DATA FOR PROCESSING Block Start
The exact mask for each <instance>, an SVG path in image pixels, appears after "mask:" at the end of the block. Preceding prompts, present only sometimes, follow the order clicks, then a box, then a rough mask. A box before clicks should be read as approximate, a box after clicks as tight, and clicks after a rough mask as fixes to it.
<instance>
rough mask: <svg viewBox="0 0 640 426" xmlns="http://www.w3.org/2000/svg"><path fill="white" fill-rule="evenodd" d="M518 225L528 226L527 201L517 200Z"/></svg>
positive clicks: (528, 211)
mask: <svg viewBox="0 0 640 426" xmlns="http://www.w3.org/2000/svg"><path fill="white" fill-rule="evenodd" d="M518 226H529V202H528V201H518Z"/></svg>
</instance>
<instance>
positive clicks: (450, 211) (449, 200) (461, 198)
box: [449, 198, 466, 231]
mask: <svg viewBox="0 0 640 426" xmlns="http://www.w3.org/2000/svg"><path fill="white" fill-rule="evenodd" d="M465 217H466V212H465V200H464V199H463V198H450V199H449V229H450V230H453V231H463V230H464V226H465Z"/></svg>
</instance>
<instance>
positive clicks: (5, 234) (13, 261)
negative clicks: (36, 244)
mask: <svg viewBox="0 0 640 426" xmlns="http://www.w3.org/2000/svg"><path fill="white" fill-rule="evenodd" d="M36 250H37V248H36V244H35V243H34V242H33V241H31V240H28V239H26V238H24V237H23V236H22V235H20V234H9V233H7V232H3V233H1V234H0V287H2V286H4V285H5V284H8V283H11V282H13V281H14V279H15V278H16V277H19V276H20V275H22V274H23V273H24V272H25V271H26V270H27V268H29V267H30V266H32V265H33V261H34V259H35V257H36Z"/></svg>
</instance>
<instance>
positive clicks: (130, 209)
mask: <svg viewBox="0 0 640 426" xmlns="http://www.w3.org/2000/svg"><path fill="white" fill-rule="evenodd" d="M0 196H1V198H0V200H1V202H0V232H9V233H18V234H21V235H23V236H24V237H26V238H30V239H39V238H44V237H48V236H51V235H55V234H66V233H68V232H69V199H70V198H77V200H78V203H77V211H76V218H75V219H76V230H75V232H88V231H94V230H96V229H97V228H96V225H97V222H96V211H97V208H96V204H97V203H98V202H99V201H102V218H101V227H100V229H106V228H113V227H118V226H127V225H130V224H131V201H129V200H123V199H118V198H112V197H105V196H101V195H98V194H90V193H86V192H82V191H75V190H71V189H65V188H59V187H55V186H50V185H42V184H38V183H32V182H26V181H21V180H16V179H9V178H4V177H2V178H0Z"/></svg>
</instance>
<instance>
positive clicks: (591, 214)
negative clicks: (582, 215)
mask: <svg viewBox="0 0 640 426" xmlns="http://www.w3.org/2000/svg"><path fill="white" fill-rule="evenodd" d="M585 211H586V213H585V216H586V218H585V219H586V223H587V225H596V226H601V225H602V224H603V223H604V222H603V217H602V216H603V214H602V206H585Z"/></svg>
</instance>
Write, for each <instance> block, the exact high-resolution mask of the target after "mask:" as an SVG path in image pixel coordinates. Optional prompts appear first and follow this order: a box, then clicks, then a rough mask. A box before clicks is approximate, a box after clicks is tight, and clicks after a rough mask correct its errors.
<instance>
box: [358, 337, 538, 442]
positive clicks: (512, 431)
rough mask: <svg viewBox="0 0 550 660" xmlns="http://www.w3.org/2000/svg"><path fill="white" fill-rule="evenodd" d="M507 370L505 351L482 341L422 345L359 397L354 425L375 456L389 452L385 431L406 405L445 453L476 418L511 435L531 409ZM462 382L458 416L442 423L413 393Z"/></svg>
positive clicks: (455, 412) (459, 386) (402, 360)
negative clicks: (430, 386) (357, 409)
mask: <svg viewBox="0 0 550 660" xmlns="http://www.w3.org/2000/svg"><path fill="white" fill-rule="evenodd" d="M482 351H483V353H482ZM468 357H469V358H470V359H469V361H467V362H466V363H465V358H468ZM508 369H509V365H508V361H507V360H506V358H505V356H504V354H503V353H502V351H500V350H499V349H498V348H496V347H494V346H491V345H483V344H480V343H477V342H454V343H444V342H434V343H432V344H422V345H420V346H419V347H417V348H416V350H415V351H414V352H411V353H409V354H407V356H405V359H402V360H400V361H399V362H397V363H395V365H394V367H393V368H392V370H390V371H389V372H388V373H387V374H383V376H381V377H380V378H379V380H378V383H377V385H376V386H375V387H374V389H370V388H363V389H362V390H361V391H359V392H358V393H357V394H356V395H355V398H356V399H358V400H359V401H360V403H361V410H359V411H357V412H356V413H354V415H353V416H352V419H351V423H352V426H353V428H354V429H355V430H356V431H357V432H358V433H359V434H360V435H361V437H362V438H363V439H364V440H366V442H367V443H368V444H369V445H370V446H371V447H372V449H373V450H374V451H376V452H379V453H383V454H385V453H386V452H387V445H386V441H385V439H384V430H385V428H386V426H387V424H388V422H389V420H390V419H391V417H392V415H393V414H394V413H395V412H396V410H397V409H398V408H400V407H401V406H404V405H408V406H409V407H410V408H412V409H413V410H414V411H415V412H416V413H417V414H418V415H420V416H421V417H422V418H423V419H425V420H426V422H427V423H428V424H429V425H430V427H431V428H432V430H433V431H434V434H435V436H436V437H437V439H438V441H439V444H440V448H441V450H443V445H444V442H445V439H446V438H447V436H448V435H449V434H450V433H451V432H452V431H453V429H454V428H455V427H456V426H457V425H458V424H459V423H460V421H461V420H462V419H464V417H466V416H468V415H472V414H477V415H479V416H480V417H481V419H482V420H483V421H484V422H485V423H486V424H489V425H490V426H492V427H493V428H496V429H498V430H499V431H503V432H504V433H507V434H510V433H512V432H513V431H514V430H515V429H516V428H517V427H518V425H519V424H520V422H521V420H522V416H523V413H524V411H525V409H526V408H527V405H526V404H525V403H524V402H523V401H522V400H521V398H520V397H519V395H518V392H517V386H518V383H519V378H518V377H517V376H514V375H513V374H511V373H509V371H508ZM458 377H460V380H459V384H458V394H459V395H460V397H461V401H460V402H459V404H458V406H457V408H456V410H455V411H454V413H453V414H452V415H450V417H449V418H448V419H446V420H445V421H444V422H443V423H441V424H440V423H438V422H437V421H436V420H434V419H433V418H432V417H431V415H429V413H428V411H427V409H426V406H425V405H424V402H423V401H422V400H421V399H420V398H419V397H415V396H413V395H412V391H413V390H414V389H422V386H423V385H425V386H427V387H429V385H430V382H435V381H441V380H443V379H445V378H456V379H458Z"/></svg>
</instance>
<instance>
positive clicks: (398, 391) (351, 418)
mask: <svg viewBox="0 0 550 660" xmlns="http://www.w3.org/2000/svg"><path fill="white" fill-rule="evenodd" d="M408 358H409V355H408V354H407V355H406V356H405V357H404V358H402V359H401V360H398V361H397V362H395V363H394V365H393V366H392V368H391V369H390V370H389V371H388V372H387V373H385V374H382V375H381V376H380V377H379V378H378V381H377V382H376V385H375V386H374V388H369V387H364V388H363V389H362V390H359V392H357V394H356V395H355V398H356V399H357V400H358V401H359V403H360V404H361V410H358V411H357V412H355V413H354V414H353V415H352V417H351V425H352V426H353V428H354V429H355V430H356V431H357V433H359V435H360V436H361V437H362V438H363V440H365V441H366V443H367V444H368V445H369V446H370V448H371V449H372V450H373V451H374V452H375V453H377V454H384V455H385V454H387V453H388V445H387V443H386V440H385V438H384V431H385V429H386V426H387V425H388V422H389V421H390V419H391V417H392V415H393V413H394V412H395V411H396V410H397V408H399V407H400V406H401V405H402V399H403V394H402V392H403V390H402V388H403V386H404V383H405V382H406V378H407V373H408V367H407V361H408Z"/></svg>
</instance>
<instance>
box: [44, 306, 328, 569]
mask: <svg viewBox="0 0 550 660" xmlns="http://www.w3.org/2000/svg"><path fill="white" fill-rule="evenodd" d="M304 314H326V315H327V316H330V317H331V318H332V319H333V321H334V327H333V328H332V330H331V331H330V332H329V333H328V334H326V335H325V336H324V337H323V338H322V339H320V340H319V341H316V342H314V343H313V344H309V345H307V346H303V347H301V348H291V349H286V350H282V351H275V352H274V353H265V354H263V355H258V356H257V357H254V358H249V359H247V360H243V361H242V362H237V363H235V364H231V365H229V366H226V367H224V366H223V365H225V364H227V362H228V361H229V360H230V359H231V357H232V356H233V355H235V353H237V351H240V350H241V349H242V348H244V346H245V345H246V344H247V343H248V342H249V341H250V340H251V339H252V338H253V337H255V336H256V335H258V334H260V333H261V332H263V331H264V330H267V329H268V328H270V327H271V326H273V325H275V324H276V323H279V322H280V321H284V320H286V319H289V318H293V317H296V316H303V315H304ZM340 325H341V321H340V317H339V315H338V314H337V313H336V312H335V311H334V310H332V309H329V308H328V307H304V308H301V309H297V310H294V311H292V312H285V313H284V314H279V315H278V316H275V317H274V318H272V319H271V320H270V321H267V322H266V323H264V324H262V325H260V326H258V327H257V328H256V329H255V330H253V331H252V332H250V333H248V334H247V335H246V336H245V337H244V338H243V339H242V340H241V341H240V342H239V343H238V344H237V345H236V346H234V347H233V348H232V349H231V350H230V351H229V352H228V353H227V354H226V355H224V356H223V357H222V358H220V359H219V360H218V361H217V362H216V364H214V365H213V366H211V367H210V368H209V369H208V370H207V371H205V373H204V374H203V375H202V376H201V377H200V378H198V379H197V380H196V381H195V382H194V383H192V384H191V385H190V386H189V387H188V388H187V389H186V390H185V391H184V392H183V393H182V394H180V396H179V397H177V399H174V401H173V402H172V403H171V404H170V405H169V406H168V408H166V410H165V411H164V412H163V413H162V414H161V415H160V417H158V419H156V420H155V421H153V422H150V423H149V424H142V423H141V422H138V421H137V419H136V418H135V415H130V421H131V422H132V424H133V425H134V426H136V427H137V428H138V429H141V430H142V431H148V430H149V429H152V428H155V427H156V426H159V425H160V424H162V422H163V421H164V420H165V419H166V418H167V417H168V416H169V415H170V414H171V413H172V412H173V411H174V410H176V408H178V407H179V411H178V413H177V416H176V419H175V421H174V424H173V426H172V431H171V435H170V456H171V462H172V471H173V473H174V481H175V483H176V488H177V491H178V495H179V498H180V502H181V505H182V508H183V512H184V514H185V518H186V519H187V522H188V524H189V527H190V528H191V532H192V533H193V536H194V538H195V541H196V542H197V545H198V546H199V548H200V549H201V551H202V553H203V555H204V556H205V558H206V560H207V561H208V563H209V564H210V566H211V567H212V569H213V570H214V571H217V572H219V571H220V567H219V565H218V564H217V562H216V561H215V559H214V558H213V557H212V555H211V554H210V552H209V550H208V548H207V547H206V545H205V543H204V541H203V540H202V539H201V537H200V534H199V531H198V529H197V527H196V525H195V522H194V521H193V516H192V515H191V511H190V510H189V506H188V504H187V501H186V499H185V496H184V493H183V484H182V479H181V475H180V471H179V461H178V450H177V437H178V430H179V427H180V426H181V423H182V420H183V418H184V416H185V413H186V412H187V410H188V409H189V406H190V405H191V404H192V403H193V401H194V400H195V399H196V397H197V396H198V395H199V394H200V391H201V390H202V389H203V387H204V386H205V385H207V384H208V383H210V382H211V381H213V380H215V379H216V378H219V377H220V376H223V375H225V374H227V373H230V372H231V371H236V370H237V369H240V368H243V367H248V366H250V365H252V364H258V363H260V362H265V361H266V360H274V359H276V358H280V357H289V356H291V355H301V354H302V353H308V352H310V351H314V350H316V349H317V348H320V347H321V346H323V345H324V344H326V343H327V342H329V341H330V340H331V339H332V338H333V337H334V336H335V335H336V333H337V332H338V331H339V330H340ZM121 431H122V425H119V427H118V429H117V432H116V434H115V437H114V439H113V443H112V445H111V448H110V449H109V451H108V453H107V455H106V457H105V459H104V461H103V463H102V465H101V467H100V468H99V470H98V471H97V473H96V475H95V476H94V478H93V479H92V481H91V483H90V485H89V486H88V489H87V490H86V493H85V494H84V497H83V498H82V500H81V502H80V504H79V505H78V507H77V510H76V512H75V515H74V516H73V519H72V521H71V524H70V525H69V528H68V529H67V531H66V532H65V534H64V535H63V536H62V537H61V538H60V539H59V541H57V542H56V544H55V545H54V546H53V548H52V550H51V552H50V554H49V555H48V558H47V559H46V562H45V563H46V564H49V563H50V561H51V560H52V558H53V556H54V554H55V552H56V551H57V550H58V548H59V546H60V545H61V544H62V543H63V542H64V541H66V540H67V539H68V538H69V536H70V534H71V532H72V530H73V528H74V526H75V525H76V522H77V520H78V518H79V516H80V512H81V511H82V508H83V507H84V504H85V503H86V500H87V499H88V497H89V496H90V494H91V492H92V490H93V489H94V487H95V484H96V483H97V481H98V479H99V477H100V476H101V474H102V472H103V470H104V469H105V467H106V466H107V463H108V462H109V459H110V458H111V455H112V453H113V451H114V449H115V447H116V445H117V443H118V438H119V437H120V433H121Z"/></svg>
DATA FOR PROCESSING Block End
__WHAT THE TASK REQUIRES__: From the material above, determine how many lines hold the string "follow"; give the number without comment.

__TASK OUTPUT__: 2